- GOAL:
In the profile of Gabby Hill, what job did she hold before studying at CDU?

- PAGE TEXT:

This article appears in:
Study Tips, All, Future & Focus, Student Stories, Law, Alumni

Success is not determined by your past but by your own perseverance. Gabby Hill's story sure sounds like a Hollywood movie script, but we can assure you, it's real life. Gabby didn't have a chance to finish high school: as a disadvantaged youth, she found herself homeless. A few decades later, after having brought up her own children, she fulfilled her dream to pursue a degree in Law. Now she is ready for her graduation day and planning to go even further and do her Honours degree, all that while being an Indigenous mentor and a passionate human rights advocate.

Hear about her inspirational experience from the CDU alumnus herself.

Gabby Hill - Runner up in the NT Student Category at the Australian Institute of Management Awards 2017.jpg

Why did you choose CDU?

I am a Darwin resident and previously worked as Indigenous Remote Area Coordinator for Youth and Community Services Top End. I love remote work, especially with youth, and CDU offered the best opportunity to continue my career in this area.

What did you like most about studying with CDU?

The connections you make both on campus and off campus. The amazing support you receive from those studying with you and your lecturers is outstanding. The programs for Indigenous students are second to none and offer opportunities such as the connection between the Bilata Legal Pathways Program for Indigenous law students and the ‘real’ legal world.

What do you do now?

I am continuing on to do my Bachelor of Law and hoping for the opportunity to do an Honours paper. Although my formal graduation is mid 2018, I have already gained casual employment with fantastic organisations such as North Australian Aboriginal Justice Agency (NAAJA) Bilata program, which has seen me travelling across the Top End talking with school youth about a career in Law.

I have been blessed to work with both the fabulous Felicity Gerry QC and John Lawrence SC. This allowed me to access practical knowledge of the inner workings of my chosen field of Indigenous human rights law.

I have met with leaders in our field, Leanne Liddle (Department of Public Prosecutions), Judge Jenny Blockland and Justice Michael Kirby, to name a few. These connections are invaluable to a legal student.

"Never give up, never give in. You are capable of more than you have ever dreamed of."

What advice would you give your younger self?

- RAW DATA:
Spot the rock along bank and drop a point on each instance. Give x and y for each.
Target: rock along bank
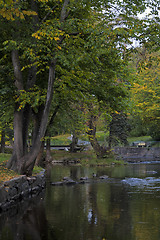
(20, 188)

- THE REPLY:
She worked as Indigenous Remote Area Coordinator for Youth and Community Services Top End.